Select every line below that contains the word "doorway" and copy each one out in full.

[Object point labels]

********

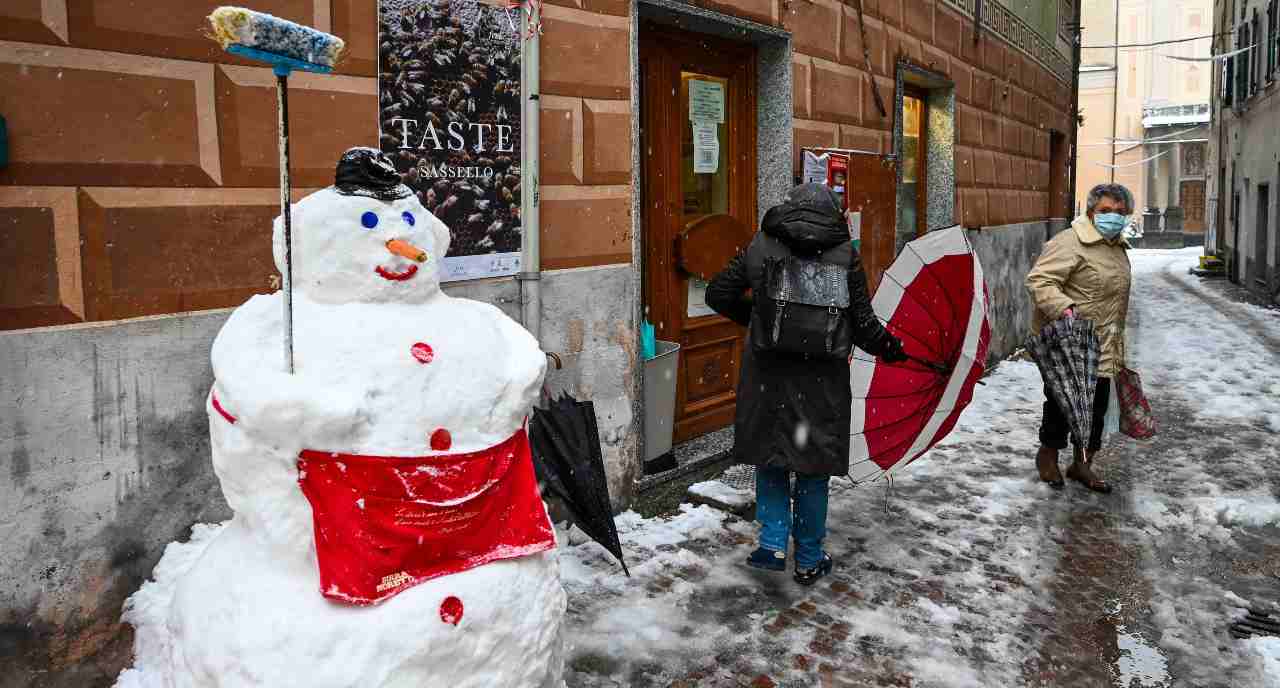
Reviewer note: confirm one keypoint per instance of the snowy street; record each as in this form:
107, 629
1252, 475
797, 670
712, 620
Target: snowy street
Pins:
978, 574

********

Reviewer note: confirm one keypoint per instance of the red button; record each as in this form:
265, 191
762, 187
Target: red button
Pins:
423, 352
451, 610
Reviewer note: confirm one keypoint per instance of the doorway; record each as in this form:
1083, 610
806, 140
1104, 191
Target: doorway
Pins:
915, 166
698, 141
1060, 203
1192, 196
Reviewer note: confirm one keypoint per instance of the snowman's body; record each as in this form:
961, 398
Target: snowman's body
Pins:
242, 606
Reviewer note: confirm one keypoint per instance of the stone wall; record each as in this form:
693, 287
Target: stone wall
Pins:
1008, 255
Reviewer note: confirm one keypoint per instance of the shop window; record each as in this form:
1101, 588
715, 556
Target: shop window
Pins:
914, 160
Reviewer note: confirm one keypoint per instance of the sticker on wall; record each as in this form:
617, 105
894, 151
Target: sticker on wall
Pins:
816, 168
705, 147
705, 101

********

Response to this task:
Reviewer note: confirm one keypoint per instance of the doorway; record each as in this form:
Target: doorway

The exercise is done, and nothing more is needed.